▶ COMPITI DA SVOLGERE
**1)** Riporta dalla recensione sui Phish il tratto che va da "Discografia border=parole del" fino a "mischiano alla perfezione.", senza alterare alcuna parola.
**2)** Riduci a un elenco puntato il paragrafo della recensione sui Phish che inizia con "Non ci sono strumenti strani", mantenendone i dati principali.

▶ ESTRATTO DA LEGGERE

○ ○ ○ ○

PHISH (Rift)
Discografia border=parole del Pelle

     

  Recensione del  30/01/2004
    

Negli ultimi due anni è girato per gli USA un package tour chiamato H.O.R.D.E. (Horizons of rock developing everywhere) che riunisce cinque band, autonominatesi neo-hippyes, tutte figlie della stessa filosofia che ha sempre mosso i Grateful Dead. Le cinque bands - Col. Bruce Hampton and the Aquarium Rescue, Widespread Panic, Spin Doctors, Blues Traveler e Phish - sono delle bar bands che hanno ampliato il proprio repertorio mischiando rock e funk, folk e jazz, classico e blues: il tutto unito da una forte tendenza alla jam session, con gli strumenti che se ne vanno in tutte le direzioni, mentre stili apparentemente opposti si mischiano alla perfezione.
Musica come invenzione, musica creativa: le due band più appariscenti del package, lasciando da parte gli ormai celebri Spin Doctors (più di un milione di copie, solo in Usa, di «Pocket full of kryptonite», mentre il loro disco più bello rimane «Homebelly groove... live»), sono i Blues Traveler ed i Phish. I Blues Traveler sono un combo che si rifa a John Mayall ed ai Dead e che ha in John Popper, oltre che il leader, un armonicista fuori dalla norma. I Phish sono un caso a sé stante. Hanno già tre dischi al loro attivo e sono sulla strada da quasi dieci anni: la loro musica, decisamente poco etichettabile, è un collage stimolante di rock e country, jazz e classica, con influenze che vanno dai Grateful Dead ai Genesis (periodo Gabriel). Devo fare il mea culpa per averli scoperti tardi, sono una band formidabile con idee da vendere ed un sound personalissimo. La jam session sta alla base del loro suono, i cambi di ritmo sono all'ordine del giorno, i cambi di stile sono una prassi normalissima.
Non ci sono strumenti strani, i Phish sono in quattro (Troy Anastasio, voce e chitarra, Jonathan «Tubbs» Fishman, batteria, Mick Gordon, basso, Page McConnell, tastiere e voce), ma riescono a cavare dal loro cilindro una gamma di suoni incredibile. Le voci si incontrano di continuo mentre le tastiere si attorcigliano attorno alla chitarra che lancia strali sonori nel perfetto alveo che basso e batteria (totalmente figli dei Dead questi ultimi) hanno creato con estrema meticolosità. Ma, e qui sta il fatto più importante, non assomigliano a nulla: il suono dei Phish è innovativo al cento per cento, parte dalle radici più ovvie (country, molto, e blues, in parte minore) e sfocia in una serie di improvvisazioni, a cavallo tra la pura jam rock e certe accelerazioni jazz.

○ ○ ○ ○

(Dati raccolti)

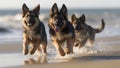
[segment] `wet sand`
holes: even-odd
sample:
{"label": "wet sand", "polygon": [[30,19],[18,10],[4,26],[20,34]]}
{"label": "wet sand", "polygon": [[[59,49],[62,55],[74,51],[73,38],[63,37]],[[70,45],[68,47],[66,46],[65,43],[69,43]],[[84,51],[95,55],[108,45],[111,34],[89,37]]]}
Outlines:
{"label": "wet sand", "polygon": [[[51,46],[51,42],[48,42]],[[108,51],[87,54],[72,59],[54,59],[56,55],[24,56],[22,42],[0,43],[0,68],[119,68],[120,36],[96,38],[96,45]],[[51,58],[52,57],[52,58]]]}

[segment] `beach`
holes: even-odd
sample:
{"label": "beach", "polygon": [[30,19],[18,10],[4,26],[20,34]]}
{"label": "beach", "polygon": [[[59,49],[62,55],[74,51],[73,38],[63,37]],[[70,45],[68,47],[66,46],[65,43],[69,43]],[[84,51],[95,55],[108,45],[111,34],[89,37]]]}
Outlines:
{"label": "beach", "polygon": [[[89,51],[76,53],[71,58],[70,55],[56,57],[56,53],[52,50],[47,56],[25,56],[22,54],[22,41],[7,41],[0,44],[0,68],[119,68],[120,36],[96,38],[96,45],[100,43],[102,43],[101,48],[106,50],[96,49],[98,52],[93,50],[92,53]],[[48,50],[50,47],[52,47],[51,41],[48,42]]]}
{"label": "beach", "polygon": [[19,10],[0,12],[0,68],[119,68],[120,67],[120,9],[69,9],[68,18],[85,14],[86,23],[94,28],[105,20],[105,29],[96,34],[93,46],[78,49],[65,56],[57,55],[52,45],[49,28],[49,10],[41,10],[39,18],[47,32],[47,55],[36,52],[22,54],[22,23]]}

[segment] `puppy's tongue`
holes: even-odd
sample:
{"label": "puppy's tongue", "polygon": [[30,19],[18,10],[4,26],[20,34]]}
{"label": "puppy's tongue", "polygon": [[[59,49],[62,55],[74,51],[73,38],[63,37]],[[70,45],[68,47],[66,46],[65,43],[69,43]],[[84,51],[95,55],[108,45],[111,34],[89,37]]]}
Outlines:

○ ○ ○ ○

▶ SOLUZIONI DEI COMPITI
**1)**
Discografia border=parole del Pelle

     

  Recensione del  30/01/2004
    

Negli ultimi due anni è girato per gli USA un package tour chiamato H.O.R.D.E. (Horizons of rock developing everywhere) che riunisce cinque band, autonominatesi neo-hippyes, tutte figlie della stessa filosofia che ha sempre mosso i Grateful Dead. Le cinque bands - Col. Bruce Hampton and the Aquarium Rescue, Widespread Panic, Spin Doctors, Blues Traveler e Phish - sono delle bar bands che hanno ampliato il proprio repertorio mischiando rock e funk, folk e jazz, classico e blues: il tutto unito da una forte tendenza alla jam session, con gli strumenti che se ne vanno in tutte le direzioni, mentre stili apparentemente opposti si mischiano alla perfezione.

**2)**
- Nessuno strumento insolito. Formazione a quattro: Troy Anastasio (voce e chitarra), Jonathan «Tubbs» Fishman (batteria), Mick Gordon (basso), Page McConnell (tastiere e voce).
- La band ottiene comunque una gamma di suoni incredibile.
- Le voci si incontrano di continuo. Le tastiere si avvolgono attorno alla chitarra. Basso e batteria, totalmente derivati dai Dead, costruiscono con estrema meticolosità la base ritmica.
- Il suono non assomiglia a nulla ed è innovativo al cento per cento.
- Parte da radici country (in larga misura) e blues (in misura minore) e approda a improvvisazioni tra jam rock pura e accelerazioni jazz.